BEGIN Available data
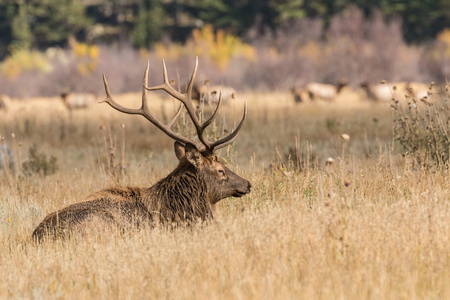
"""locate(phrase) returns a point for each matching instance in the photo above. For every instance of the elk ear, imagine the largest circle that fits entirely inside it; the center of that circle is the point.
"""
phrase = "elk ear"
(193, 155)
(179, 150)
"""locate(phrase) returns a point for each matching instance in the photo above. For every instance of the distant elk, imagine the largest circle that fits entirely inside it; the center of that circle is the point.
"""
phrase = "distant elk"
(188, 194)
(77, 100)
(4, 101)
(210, 94)
(420, 91)
(315, 90)
(384, 91)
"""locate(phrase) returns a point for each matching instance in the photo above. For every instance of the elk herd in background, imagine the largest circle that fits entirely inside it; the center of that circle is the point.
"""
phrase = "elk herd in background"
(313, 91)
(188, 194)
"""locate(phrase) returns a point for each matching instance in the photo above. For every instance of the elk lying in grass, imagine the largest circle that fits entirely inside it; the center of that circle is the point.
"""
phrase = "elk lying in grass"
(420, 91)
(77, 100)
(384, 91)
(210, 94)
(187, 194)
(380, 92)
(315, 91)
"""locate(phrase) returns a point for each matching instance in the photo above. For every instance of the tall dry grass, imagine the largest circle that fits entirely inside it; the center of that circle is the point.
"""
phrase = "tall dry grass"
(368, 226)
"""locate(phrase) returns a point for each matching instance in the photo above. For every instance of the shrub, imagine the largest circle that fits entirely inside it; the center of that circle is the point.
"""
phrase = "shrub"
(422, 128)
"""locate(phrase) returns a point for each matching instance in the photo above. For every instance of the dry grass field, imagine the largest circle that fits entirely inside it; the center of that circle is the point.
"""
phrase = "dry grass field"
END Available data
__What you are asked to do__
For the material above, count the lines where the string "every" appears and reply with the count only.

__Expected output__
7